What is expected:
Put every line of the material below into a numbered list, skipping blank lines and leaving the pictures out.

Data entries
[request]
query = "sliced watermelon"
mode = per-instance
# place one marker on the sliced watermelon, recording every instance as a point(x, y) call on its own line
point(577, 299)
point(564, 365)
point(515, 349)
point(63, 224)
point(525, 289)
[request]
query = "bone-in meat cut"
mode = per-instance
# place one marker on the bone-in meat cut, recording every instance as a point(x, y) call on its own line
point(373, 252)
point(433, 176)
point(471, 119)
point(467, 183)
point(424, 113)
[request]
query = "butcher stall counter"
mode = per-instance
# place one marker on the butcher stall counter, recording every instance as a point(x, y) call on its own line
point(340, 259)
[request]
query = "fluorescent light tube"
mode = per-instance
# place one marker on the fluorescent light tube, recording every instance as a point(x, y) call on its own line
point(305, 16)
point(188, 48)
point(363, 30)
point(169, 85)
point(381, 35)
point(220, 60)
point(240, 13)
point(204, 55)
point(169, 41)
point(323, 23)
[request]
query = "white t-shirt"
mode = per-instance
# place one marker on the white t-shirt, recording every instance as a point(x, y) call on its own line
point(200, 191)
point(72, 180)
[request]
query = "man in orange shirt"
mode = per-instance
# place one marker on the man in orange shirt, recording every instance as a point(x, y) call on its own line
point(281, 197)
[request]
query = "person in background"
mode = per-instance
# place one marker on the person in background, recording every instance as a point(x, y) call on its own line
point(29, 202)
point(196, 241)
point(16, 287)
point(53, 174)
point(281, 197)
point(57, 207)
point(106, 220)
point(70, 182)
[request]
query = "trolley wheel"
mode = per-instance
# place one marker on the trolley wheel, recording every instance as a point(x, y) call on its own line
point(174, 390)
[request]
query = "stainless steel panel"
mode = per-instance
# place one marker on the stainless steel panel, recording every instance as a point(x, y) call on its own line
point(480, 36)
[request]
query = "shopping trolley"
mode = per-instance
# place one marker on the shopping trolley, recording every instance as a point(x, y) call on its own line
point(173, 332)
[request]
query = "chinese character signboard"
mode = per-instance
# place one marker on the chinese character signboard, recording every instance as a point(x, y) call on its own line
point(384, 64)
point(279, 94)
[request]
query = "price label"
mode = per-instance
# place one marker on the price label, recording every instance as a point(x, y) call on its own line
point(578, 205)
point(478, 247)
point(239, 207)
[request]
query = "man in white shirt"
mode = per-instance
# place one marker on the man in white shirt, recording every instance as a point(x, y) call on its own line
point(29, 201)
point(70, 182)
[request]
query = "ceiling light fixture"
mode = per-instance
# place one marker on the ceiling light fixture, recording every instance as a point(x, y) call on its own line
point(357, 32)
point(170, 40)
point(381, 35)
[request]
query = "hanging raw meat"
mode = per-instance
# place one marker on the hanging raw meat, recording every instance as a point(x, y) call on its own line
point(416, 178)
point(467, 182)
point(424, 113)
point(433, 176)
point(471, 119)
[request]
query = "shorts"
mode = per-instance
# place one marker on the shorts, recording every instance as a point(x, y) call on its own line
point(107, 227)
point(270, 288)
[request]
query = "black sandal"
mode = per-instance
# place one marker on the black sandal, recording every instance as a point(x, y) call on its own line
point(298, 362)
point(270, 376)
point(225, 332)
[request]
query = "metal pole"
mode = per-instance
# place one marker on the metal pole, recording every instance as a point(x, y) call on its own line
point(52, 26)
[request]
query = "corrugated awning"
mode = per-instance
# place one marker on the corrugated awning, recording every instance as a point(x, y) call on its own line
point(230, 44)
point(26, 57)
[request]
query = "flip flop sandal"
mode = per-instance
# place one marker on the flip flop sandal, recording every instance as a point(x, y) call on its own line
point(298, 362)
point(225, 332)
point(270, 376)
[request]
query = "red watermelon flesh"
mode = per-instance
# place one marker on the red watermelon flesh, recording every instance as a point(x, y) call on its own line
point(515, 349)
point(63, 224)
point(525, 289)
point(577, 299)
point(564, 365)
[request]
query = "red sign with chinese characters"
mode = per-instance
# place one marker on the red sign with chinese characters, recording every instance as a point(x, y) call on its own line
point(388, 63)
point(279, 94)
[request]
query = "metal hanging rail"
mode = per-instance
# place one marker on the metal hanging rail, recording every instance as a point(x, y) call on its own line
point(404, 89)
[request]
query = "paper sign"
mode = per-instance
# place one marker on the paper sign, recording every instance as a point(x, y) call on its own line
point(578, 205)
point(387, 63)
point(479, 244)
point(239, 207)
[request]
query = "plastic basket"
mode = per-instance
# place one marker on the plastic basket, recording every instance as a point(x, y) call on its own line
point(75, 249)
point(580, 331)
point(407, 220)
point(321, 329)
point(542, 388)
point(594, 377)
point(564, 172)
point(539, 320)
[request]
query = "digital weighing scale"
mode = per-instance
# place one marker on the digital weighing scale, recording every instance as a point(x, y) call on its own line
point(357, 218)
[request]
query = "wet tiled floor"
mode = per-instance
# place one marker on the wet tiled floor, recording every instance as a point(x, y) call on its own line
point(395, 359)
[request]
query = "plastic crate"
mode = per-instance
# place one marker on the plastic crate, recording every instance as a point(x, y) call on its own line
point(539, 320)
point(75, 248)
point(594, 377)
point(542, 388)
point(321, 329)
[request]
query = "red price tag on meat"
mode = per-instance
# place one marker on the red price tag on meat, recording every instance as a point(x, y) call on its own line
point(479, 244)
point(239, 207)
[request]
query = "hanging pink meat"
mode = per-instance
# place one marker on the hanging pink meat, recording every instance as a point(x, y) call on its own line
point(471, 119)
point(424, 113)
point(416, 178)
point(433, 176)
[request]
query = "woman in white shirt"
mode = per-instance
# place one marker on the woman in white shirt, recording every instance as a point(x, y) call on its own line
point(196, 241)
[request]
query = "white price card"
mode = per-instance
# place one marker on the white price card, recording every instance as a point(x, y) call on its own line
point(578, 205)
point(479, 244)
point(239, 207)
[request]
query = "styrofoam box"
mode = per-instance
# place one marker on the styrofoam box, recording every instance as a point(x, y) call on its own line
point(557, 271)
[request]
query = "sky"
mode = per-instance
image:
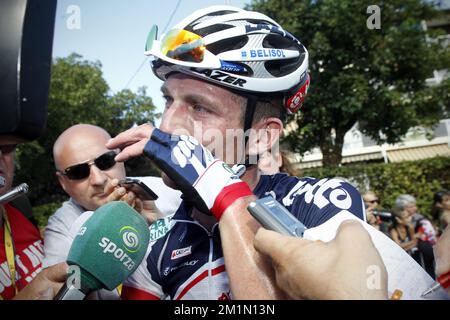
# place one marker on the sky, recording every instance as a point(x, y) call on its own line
point(114, 33)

Task response:
1. [request]
2. query = "sliced watermelon"
3. mode = per-instance
4. # place one marker on the sliced watermelon, recording every instance as a point(x, y) call on its own line
5. point(577, 299)
6. point(564, 365)
7. point(515, 349)
8. point(63, 224)
9. point(525, 289)
10. [request]
11. query = "bone-in meat cut"
12. mode = per-instance
13. # place one marker on the bone-in meat cut, recording every instance as a point(x, y) call on its own line
14. point(373, 252)
15. point(433, 176)
16. point(471, 119)
17. point(467, 183)
18. point(424, 113)
19. [request]
20. query = "butcher stall counter"
21. mode = per-instance
22. # place one marker on the butcher stall counter, recording every instance as a point(x, y) call on its own line
23. point(340, 259)
24. [request]
25. query = "fluorescent light tube"
26. mode = per-instance
27. # place one marker on the fluorescent light tube, recording every instance as a point(x, y) call on its own line
28. point(305, 16)
29. point(188, 48)
30. point(363, 30)
31. point(169, 85)
32. point(381, 35)
33. point(220, 60)
34. point(240, 13)
35. point(204, 55)
36. point(169, 41)
37. point(323, 23)
38. [request]
39. query = "white t-shirt"
40. mode = per-instance
41. # place one marker on the white t-shirt, recording every instance as a point(x, y) call on its own line
42. point(200, 191)
43. point(72, 180)
44. [request]
45. query = "man in orange shirt"
46. mode = per-instance
47. # place one marker on the man in orange shirt, recording every instance as a point(x, y) call on its own line
48. point(281, 197)
49. [request]
50. query = "person in background"
51. mode = per-instance
52. # place one marker on the person in background, recording every instance as a point(x, y) call on its own line
53. point(29, 202)
54. point(196, 241)
55. point(16, 287)
56. point(53, 174)
57. point(281, 197)
58. point(57, 207)
59. point(106, 220)
60. point(70, 182)
61. [request]
62. query = "trolley wheel"
63. mode = per-instance
64. # place one marker on the trolley wheel, recording every instance as a point(x, y) call on its own line
65. point(174, 390)
66. [request]
67. query = "stainless steel panel"
68. mode = per-instance
69. # place one marker on the stainless steel panel, recording every instance as a point(x, y) call on its own line
70. point(480, 36)
71. [request]
72. query = "shopping trolley"
73. mode = per-instance
74. # place one marker on the shopping trolley, recording every instance as a point(x, y) call on its own line
75. point(173, 332)
76. [request]
77. query = "chinese character signboard"
78. mode = per-instance
79. # place one marker on the chinese character signboard, recording every instance as a point(x, y) call on its own line
80. point(384, 64)
81. point(279, 94)
82. [request]
83. query = "price label"
84. mode = per-instance
85. # place one marker on the price label, recording every instance as a point(x, y) call on its own line
86. point(578, 205)
87. point(478, 247)
88. point(239, 207)
89. [request]
90. query = "man in white shirt"
91. mode = per-instance
92. # place one marker on the man in white shirt, recording every instance as a point(x, y) call on its own line
93. point(29, 201)
94. point(70, 182)
95. [request]
96. query = "ceiling light fixture"
97. mode = per-instance
98. # place one marker on the ceiling light fixture, recording every instance as a point(x, y) call on its own line
99. point(357, 32)
100. point(170, 40)
101. point(381, 35)
102. [request]
103. query = "hanging raw meat"
104. mode = per-instance
105. # place one marker on the hanging raw meat, recording every instance as a point(x, y) call on its own line
106. point(416, 178)
107. point(467, 182)
108. point(424, 113)
109. point(433, 176)
110. point(471, 119)
111. [request]
112. query = "shorts"
113. mode = per-instance
114. # place one marker on the shorts, recording every instance as a point(x, y) call on its own line
115. point(107, 227)
116. point(270, 288)
117. [request]
118. query = "black sandal"
119. mode = per-instance
120. # place one marker on the black sandal, recording every instance as a point(x, y) call on its own line
121. point(298, 362)
122. point(270, 376)
123. point(225, 332)
124. [request]
125. query = "metal pole"
126. mode = per-instance
127. # place one marker on the metal pole, recording every instance as a point(x, y) call on its own line
128. point(52, 26)
129. [request]
130. query = "corrugated awning"
131. mode = per-instance
132. # place one marker on the corrugated awning, recording every instance as a point(x, y) call on its own line
133. point(230, 44)
134. point(26, 57)
135. [request]
136. query = "flip flop sandal"
137. mode = per-instance
138. # place one marker on the flip flop sandal, recording every instance as a point(x, y) call on its own line
139. point(298, 362)
140. point(225, 332)
141. point(270, 376)
142. [request]
143. query = "red watermelon flesh"
144. mode = per-instance
145. # place one marker on the red watermelon flesh, recording every instance as a point(x, y) call on its own line
146. point(515, 349)
147. point(63, 224)
148. point(525, 289)
149. point(577, 299)
150. point(564, 365)
151. [request]
152. query = "red sign with chinese characters"
153. mode = per-instance
154. # place one marker on the red sign with chinese characters, recording every instance as a point(x, y) call on its own line
155. point(388, 63)
156. point(279, 94)
157. [request]
158. query = "metal hanging rail"
159. mode = per-instance
160. # place one marker on the metal hanging rail, recording every instance as a point(x, y) call on its own line
161. point(404, 89)
162. [request]
163. query = "paper sign"
164. mode = per-instance
165. # place one marker on the paper sign, recording every instance as a point(x, y) call on its own line
166. point(578, 205)
167. point(387, 63)
168. point(479, 244)
169. point(239, 207)
170. [request]
171. query = "plastic basket"
172. mode = per-instance
173. # place one marker on the plastic basket, recording every instance as a point(x, y) call on its own line
174. point(75, 249)
175. point(580, 331)
176. point(407, 220)
177. point(321, 329)
178. point(542, 388)
179. point(594, 377)
180. point(564, 172)
181. point(539, 320)
182. [request]
183. query = "digital weighing scale"
184. mode = per-instance
185. # place one marker on the digital weighing scale, recording every instance as a point(x, y) call on its own line
186. point(357, 218)
187. [request]
188. query = "wet tiled floor"
189. mode = per-instance
190. # place one marker on the wet tiled floor, recording every instance as a point(x, y) call on its own line
191. point(395, 359)
192. [request]
193. query = "plastic crate"
194. mode = per-instance
195. # place one marker on the plastic crate, recording every instance as a point(x, y) call on its own line
196. point(539, 320)
197. point(75, 248)
198. point(594, 377)
199. point(542, 388)
200. point(321, 329)
201. [request]
202. query = "red price tag on meat"
203. mode = per-instance
204. # place one marker on the red price tag on meat, recording every instance as a point(x, y) call on its own line
205. point(479, 244)
206. point(239, 207)
207. [request]
208. query = "hanging pink meat"
209. mode = per-instance
210. # place one marker on the hanging pink meat, recording every instance as a point(x, y) call on its own line
211. point(471, 119)
212. point(424, 113)
213. point(416, 178)
214. point(433, 176)
215. [request]
216. query = "woman in white shirt"
217. mode = per-instance
218. # place one marker on the woman in white shirt, recording every instance as a point(x, y) call on its own line
219. point(196, 241)
220. [request]
221. query = "white price card"
222. mode = per-instance
223. # place one marker on the white price card, recording every instance as a point(x, y) call on its own line
224. point(578, 205)
225. point(479, 244)
226. point(239, 207)
227. [request]
228. query = "styrofoam box"
229. mode = per-instance
230. # place one marker on the styrofoam box, recording every instance as a point(x, y) call on its own line
231. point(557, 271)
232. [request]
233. query = "sky"
234. mode = per-instance
235. image:
236. # place one marker on the sky, recording every instance as a point(x, y) call on its own line
237. point(114, 33)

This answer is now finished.